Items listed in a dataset
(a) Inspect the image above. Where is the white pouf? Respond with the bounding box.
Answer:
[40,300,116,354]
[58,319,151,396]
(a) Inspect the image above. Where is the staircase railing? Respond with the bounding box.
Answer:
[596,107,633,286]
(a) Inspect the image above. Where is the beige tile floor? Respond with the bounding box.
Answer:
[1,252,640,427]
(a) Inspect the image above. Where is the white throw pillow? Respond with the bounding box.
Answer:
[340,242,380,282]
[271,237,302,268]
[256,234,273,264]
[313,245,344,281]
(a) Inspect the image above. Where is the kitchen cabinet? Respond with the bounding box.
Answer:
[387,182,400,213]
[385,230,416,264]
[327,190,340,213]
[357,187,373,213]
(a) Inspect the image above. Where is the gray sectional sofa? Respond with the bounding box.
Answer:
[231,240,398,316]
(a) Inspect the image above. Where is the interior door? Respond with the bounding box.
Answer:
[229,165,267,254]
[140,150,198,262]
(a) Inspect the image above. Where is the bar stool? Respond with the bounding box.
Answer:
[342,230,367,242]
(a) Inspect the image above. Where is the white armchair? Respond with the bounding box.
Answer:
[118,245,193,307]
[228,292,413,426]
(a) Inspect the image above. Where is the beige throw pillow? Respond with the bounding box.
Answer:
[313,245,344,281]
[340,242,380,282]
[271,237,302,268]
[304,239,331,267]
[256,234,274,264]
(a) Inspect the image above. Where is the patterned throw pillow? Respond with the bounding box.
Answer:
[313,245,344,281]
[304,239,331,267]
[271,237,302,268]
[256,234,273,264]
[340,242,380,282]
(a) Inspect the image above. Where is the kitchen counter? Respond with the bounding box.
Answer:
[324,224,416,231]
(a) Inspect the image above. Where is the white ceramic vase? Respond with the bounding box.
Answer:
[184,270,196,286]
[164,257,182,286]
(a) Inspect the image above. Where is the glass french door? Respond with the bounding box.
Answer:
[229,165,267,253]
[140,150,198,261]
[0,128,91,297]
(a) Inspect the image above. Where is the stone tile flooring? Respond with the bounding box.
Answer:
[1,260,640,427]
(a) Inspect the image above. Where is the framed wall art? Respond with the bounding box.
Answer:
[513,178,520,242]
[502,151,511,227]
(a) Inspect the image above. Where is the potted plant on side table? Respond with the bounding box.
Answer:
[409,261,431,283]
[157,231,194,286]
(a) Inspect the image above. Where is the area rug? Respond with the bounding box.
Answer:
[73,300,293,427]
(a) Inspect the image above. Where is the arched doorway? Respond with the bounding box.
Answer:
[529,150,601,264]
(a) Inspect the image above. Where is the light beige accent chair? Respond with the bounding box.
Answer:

Written exercise »
Find every line in the entries above that contains the word "pillow" and copy each of those lines out.

Answer below »
(a) Inspect the image above. Where is the white throw pillow? Respond with the bounding box.
(a) Inspect the image above. Where is the beige throw pillow? Respond with the bounding box.
(a) Inspect the image above. Where is the patterned throw pillow? Respond with the bounding box.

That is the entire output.